**Short task**
Leave every picture out and write out the records below exactly.

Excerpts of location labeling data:
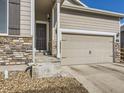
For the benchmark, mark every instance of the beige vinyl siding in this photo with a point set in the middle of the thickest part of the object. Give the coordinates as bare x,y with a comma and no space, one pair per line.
71,19
25,19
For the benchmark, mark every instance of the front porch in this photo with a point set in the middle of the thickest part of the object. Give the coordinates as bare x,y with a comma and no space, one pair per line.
46,45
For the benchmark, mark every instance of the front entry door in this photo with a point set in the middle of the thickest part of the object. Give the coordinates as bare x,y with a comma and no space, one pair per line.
41,42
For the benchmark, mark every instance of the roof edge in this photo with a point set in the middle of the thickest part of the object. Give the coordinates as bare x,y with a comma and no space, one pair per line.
81,3
93,10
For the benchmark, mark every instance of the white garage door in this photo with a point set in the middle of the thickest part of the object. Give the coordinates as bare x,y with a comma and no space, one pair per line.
84,49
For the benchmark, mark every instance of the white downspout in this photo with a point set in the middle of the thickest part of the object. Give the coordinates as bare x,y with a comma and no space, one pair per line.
58,29
33,28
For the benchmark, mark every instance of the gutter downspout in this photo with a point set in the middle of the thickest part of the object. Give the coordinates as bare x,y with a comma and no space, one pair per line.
33,28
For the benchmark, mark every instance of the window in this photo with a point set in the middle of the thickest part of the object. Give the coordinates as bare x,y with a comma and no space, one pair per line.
3,16
14,17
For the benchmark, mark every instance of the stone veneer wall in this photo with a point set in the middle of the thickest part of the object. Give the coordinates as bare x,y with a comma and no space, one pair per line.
15,50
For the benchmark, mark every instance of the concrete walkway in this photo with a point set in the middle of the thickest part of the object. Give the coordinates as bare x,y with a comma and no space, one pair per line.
99,78
13,67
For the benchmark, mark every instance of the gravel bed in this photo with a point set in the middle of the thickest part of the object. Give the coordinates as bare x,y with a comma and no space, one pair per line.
20,82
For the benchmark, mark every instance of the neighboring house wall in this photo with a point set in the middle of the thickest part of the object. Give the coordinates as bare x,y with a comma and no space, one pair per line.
72,19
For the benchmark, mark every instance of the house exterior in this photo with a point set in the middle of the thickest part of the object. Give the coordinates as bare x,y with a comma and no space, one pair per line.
66,29
122,36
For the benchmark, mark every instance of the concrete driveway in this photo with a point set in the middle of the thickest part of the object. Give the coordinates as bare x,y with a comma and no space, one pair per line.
99,78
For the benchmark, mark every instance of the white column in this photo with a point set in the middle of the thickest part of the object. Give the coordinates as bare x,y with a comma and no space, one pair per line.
58,29
33,27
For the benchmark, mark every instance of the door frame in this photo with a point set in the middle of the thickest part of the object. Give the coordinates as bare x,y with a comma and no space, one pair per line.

**Result for this task**
For the benchmark, mark every instance of the beige vinyl siding in this photo with a point set in the middle of the thickest part of the object. Give the coordinates as bare x,y with a comma and no space, one pair per line.
71,19
25,19
For the benchmark, mark every instance of the front porch in this photo with a point set in the middle of the thickest part of the object. Give the coordinates as bare x,y with a comma and no space, one pair per line.
46,45
For the benchmark, mark every instance of the front entry door in this photo with a point set in the middle of the thickest part of the object. Give the coordinates as bare x,y with a comma and no space, one pair per line.
41,42
For the benchmark, mark every instance of the roof edge in this photo with a point set in the middle of the thickest part of the object. Give the coordinates as bare x,y with a comma and no space, one pair per line.
81,3
93,10
For the benchmark, mark every instance of the white garage door in this photo with a point set in the middle of the thickest part of the object. Give the coordinates as bare x,y with a comma and no space, one pair per line.
84,49
For the benchmark, mark every instance of the white downspout in this photo with a point set in the middle of the thickest part of the object. Give the coordinates as bare x,y with a comma and no space, one pair per line.
58,29
33,28
For the benchmark, mark every instance of the gutter downspout in this photo with a point set in the middle of the thickest part of the object. Give the coordinates as bare x,y with a comma and no space, one pair per line.
33,28
For the benchmark, mark every instance of the window in this photo with a point set in the middle of the thickest part of the object. Give the coordinates as bare x,y with a comma and no space, one pair per line.
3,16
14,17
For the benchmark, mark every instance of the stone veneer wall in this photo with a point set in the middle of the thickest part of the object. Give the coordinates as bare x,y with a comma and no space, one pair per line.
15,50
For the benchmark, mark every instance of the concrete walkway in this photo with a point set in the middle of the thickest part of the object. Give the coordinates as bare x,y with a comma and no space, one pair per line.
99,78
13,67
For the benchmark, mark every instance of the gravel bed in this photo with a point set in the middle of the thickest part of the object. Give the coordinates as bare x,y with a comma and no space, one pair per line.
20,82
For the benchmark, mark every instance of the neighboring house wall in this photo with a point set in the middle of the thickest part of the object. Give the coordinates as bare x,y with a comma and no space, one pair per line.
72,19
For the benchmark, mark every instance of the house exterior in this photo with a point set in the middle of the thickest part of the object. Give the coordinates as bare x,y with a comma and no space, one pair per line.
66,29
122,36
For the benchmark, mark every instance of the concrete driveway in this photo with a point set in the middle of the thickest part of the object. Give the coordinates as bare x,y with a comma and no space, one pair per line.
99,78
For the benchmark, mark every instance of the white column in this photo with a point set in the middle of the thickest part of the object. Give the coordinates as bare x,y with a comma and no space, one pair per line.
58,29
33,27
For the benchmark, mark every instance of the door frame in this photo with a point set in the middle of the thickest part of the object. Give the coordinates as bare x,y with a comma and no space, one pair per line.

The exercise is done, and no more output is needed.